─── Extract

"Horrific mass shootings aren’t the only sign that the world is pining under the effects of sin and darkness."

But some Christmas songs seem painfully fitting: “Long lay the world in sin and error pining.” And this plea: “O come, Thou Rod of Jesse, free Thine own from Satan’s tyranny.” Dark Day

Discussion

It’s getting tiresome to repeat, but I’m not seeing it in the media yet: what if just one teacher had been armed?

Views expressed are always my own and not my employer's, my church's, my family's, my neighbors', or my pets'. The house plants have authorized me to speak for them, however, and they always agree with me.

Or better still what if the mother had not been able to buy and keep arms?

What if the son had not been taught how to shoot?

What if the son did not have access under law to weapons?

Why was this woman in need of an assault weapon? She bought it out of fear. The fear that she and hers would be in danger. She taught her son to shoot at and kill people and I have no doubt that this became an obsession.

[Aaron Blumer]

It’s getting tiresome to repeat, but I’m not seeing it in the media yet: what if just one teacher had been armed?

Then five and six year old kids could have seen their teacher shoot someone to death.

While I’m pro gun, I don’t believe that armed teachers is the answer.

"Some things are of that nature as to make one's fancy chuckle, while his heart doth ache." John Bunyan

Then five and six year old kids could have seen their teacher shoot someone to death.

Which is somehow worse than watching a gunman shoot their classmates and teachers to death?

[Ron Bean]

[Aaron Blumer]

It’s getting tiresome to repeat, but I’m not seeing it in the media yet: what if just one teacher had been armed?

Then five and six year old kids could have seen their teacher shoot someone to death.

While I’m pro gun, I don’t believe that armed teachers is the answer.

I am sure seeing their teacher shoot an intruder would have been preferable to being shot themselves or seeing an intruder shoot their peers. As a teacher in a public school, I do.

Why is it that my voice always seems to be loudest when I am saying the dumbest things?

Or better still what if the mother had not been able to buy and keep arms?

What if the son had not been taught how to shoot?

What if the son did not have access under law to weapons?

Yes, because gun control laws have worked so well in places like Chicago where this many people (28) die about every two and a half to three weeks (436 through Oct 30). More than 40 people a month are dying in Chicago and they have the gun control laws (or did, until the courts ruled them unconstutional, if I recall correctly). Laws against buying and owning guns didn’t stop anything there.

I am going to go out on a limb and suggest that someone intent on committing the crime of murder will not be slowed by laws against buying or owning guns. You can make laws (as they did with prohibition), but you can’t remove the guns. “Access under law” is far different than “access.” The latter is what prevails.

Out of everything we have tried to prevent these (exceedingly rare, but immensely sorrowful) events, we have yet to try arming the first responders—the people in the schools. The principal was trying to fight off a gun with her hands. How silly is that.

Right now, the people with the power and ability to fight back are 10 to 15 minutes away. You know how many people you can kill in the 10 minutes or so that it takes people with guns to get there? About 28, as we learned this weekend. And the thing that stopped it was apparently when the shooter found out the police were coming. That caused him to shoot himself.What if he had known that there were people with guns sitting right inside the only entrance to that school, and they will shoot him before he gets the first shot off? I am guessing at least a couple of dozen or so people are still alive.

──────
─── Dataset entries

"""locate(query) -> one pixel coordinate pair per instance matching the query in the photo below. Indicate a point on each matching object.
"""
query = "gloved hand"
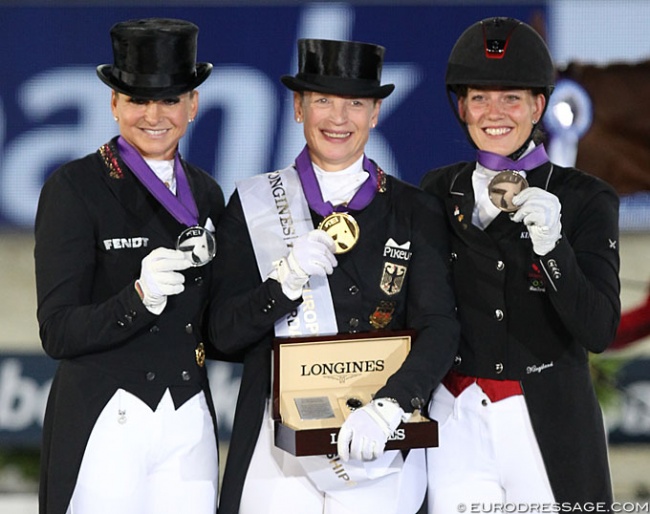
(312, 254)
(540, 212)
(159, 277)
(364, 434)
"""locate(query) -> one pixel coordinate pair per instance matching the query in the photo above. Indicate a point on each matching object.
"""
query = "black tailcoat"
(534, 319)
(95, 224)
(246, 308)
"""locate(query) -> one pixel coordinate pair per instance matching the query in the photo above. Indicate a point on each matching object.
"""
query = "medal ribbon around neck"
(340, 225)
(496, 162)
(197, 242)
(182, 205)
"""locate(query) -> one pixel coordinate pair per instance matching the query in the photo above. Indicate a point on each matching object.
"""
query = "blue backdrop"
(54, 109)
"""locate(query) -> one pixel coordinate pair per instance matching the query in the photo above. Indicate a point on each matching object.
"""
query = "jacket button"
(417, 403)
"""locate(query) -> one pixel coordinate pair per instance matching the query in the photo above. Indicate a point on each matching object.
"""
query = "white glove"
(159, 277)
(364, 434)
(312, 254)
(540, 212)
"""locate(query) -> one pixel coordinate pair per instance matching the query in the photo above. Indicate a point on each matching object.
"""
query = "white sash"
(276, 213)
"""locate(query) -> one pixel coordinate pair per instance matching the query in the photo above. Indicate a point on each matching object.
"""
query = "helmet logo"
(496, 43)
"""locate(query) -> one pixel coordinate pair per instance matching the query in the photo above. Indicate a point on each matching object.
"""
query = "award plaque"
(503, 187)
(319, 381)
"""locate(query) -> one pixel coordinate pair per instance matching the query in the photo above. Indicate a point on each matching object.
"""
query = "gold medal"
(199, 354)
(503, 187)
(383, 314)
(343, 228)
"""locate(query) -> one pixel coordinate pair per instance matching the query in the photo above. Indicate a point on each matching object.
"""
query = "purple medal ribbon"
(310, 186)
(182, 205)
(496, 162)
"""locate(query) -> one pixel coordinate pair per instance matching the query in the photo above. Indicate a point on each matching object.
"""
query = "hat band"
(153, 81)
(340, 82)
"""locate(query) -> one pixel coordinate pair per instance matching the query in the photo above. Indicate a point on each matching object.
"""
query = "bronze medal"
(383, 315)
(343, 229)
(199, 354)
(503, 187)
(198, 244)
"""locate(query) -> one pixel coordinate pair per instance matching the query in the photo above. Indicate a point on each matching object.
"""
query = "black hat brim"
(105, 74)
(337, 86)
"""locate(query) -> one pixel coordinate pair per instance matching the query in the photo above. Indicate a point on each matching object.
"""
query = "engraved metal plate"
(504, 186)
(315, 407)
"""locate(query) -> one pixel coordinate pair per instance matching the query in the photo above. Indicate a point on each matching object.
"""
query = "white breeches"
(488, 454)
(142, 462)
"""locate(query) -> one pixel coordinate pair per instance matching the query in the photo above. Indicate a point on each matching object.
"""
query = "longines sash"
(276, 213)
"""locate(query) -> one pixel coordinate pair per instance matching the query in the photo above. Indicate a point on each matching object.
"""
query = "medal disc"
(343, 228)
(503, 187)
(198, 244)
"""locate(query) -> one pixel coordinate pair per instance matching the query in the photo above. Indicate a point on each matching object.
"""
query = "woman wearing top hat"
(122, 239)
(280, 272)
(535, 264)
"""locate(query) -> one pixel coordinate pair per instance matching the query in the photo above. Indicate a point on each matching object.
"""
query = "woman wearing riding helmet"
(536, 290)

──────

Given request 1:
The disclaimer in the discussion says the views expressed are not those of several parties. List every one of them.
Given request 2:
Copy word for word the stretch of the discussion from "I am going to" through "latter is what prevails.".

Answer 1:
- My employer
- My church
- My family
- My neighbors
- My pets

Answer 2:
I am going to go out on a limb and suggest that someone intent on committing the crime of murder will not be slowed by laws against buying or owning guns. You can make laws (as they did with prohibition), but you can’t remove the guns. “Access under law” is far different than “access.” The latter is what prevails.